> [WHAT TO DO]: Count the lines in the items below that contain the word "gray", treating uppercase and lowercase as different. Reply with the number alone.

> [WORKING DATA]:

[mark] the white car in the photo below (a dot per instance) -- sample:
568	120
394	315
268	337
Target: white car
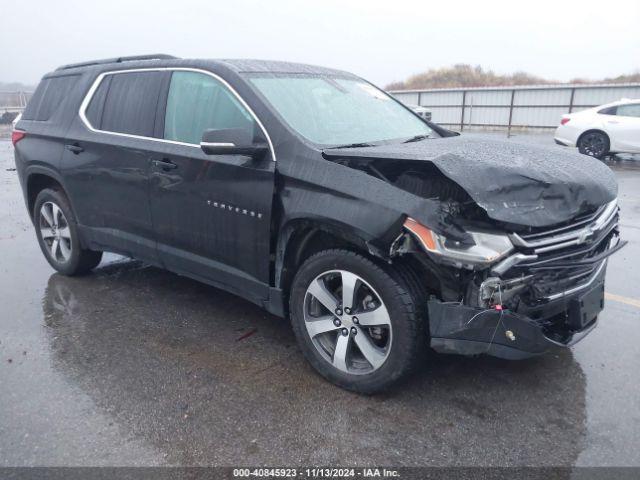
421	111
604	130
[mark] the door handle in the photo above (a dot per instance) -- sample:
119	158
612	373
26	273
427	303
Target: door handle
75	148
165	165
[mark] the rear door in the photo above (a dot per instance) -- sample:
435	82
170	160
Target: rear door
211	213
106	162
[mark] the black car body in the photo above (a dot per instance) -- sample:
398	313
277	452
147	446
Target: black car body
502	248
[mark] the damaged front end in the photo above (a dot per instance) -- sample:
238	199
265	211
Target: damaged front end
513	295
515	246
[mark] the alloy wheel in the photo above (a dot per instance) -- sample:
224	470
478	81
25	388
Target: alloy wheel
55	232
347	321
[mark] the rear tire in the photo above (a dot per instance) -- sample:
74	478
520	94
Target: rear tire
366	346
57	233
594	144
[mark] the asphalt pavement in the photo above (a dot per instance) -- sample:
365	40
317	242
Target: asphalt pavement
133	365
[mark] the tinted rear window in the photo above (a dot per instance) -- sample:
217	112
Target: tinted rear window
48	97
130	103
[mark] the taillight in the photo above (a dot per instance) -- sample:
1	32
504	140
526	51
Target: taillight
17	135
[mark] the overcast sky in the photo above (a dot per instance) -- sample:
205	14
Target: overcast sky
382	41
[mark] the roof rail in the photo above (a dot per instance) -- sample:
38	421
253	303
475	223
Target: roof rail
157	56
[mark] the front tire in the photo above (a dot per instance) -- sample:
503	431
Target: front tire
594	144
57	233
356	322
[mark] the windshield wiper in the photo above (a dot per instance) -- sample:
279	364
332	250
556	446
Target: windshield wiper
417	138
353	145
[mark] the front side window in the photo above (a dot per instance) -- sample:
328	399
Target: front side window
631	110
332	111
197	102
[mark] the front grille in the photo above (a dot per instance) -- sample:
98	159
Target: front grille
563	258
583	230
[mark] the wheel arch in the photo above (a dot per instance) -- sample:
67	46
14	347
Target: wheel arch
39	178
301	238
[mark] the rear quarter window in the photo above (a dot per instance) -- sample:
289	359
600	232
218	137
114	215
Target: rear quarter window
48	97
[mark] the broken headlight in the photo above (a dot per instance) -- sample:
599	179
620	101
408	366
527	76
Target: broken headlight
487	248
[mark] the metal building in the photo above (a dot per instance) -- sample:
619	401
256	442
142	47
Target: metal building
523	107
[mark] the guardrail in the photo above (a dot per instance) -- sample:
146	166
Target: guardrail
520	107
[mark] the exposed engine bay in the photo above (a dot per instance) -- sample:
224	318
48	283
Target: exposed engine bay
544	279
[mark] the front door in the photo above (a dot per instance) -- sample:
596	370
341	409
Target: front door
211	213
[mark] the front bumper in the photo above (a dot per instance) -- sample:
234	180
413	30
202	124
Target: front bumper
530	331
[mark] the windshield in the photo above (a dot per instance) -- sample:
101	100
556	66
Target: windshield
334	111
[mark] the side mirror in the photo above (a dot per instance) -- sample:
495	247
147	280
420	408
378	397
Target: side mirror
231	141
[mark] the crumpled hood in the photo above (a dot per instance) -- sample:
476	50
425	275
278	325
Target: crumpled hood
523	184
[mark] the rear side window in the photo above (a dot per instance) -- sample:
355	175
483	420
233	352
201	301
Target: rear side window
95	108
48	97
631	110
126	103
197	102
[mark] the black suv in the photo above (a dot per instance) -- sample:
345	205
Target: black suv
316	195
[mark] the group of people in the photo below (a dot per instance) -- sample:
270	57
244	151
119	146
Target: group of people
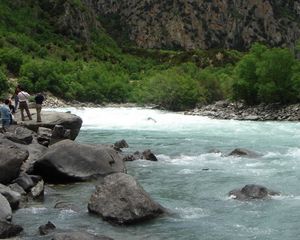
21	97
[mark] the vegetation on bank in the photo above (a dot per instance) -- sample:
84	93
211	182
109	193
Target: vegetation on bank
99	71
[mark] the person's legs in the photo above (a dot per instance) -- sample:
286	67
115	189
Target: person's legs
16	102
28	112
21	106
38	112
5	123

==

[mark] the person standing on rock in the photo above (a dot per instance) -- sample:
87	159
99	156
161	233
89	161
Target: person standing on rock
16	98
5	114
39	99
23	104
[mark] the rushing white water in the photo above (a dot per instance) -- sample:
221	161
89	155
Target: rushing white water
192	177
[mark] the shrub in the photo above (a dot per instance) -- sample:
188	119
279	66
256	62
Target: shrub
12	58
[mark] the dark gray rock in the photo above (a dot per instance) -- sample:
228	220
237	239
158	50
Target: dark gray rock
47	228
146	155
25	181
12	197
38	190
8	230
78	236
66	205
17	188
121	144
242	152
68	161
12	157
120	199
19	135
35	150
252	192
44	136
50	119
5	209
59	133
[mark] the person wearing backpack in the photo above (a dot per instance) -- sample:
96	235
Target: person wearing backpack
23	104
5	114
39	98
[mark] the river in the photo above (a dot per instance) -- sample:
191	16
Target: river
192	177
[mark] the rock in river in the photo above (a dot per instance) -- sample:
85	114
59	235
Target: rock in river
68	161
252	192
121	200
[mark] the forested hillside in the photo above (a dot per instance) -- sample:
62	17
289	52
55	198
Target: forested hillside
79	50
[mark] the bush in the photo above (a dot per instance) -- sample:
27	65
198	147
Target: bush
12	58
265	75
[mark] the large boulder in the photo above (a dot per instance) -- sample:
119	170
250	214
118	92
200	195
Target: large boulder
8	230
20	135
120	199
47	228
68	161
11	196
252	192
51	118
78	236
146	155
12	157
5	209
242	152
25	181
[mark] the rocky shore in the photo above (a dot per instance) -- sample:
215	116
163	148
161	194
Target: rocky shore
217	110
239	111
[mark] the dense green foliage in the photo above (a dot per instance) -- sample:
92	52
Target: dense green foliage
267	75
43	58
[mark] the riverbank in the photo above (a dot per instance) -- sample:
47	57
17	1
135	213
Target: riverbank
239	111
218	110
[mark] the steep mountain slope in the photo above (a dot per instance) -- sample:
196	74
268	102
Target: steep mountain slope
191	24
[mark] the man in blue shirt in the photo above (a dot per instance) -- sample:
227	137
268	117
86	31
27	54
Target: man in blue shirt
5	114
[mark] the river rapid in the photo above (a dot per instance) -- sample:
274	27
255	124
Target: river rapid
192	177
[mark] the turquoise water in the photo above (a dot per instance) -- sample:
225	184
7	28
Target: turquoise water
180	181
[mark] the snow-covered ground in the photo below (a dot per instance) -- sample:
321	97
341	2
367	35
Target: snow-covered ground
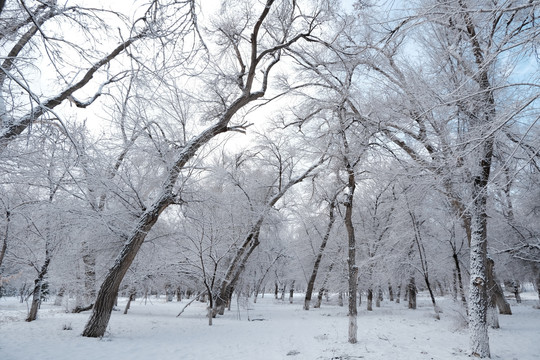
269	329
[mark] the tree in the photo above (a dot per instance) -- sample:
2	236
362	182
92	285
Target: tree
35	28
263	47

> [EXPECTED ANSWER]: 2